# Time Machine sur Raspberry Pi : des retours ?



## PiRMeZuR (14 Mai 2013)

Bonjour à tous,

j'ai décidé récemment, à la suite des superbes tutoriels de MacG, d'utiliser mon Raspberry Pi (modèle B) comme Time Capsule. Cependant, celui-ci est déjà intégré à mon media center et tourne donc sur Raspbmc. Mon idée serait donc de concilier les deux usages, et de réaliser cette opération sur cette distribution au lieu de Raspbian.

J'ai déjà trouvé plusieurs retours voire tutoriels sur le net, et il n'y a apparemment pas de problèmes de fluidité lorsqu'il sauvegarde pendant un film. Je créerai une partition Films et une pour sauvegarder les différents ordinateurs de la maison.

Mais avant de me lancer, j'aimerais savoir si d'autres ont réussi à mettre en place leur Time Capsule, en suivant le tuto de MacG ou par leur propres moyens. Celui-ci a reçu beaucoup d'éloges, mais peu sont venus dire s'ils avaient réussi ou si c'était utilisable au quotidien (débit, corruption du disque en cas de coupure, etc...), ce qui est mauvais signe.

Alors, cela a-t-il marché avec vous ?

Il va sans dire que je détaillerai ma démarche lorsque j'aurai réussi, ou abandonné, afin que d'autres puissent s'y essayer. Je n'ai pas trouvé de tutoriel français à part ceux de pihomeserver.wordpress.com, sous Moebius et Arch Linux, et, en anglais, celui-ci, sous Raspbmc.

PiR


----------



## PiRMeZuR (15 Mai 2013)

_Données fournies_:
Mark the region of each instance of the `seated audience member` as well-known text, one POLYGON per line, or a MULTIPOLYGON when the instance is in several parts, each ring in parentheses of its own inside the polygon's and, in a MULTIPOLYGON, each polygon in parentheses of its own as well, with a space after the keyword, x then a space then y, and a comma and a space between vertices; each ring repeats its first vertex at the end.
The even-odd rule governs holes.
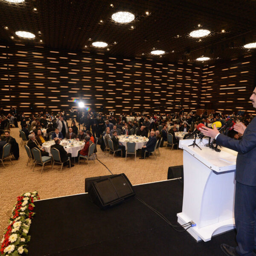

_Objectifs_:
A. Répondez à ces questions sur l'extrait à lire :
(i) Quel modèle de Raspberry Pi l'auteur utilise-t-il ?
(ii) Quelles partitions prévoit-il de créer ?
(iii) Sous quels systèmes fonctionnent les tutoriels de pihomeserver.wordpress.com ?
B. Quelles distributions sont citées dans l'extrait à lire ? Donnez-les toutes.

_Résultats finaux_:
A.
(i) Le modèle B.
(ii) Une partition Films et une partition pour sauvegarder les différents ordinateurs de la maison.
(iii) Sous Moebius et Arch Linux.

B. Raspbmc, Raspbian, Moebius, Arch Linux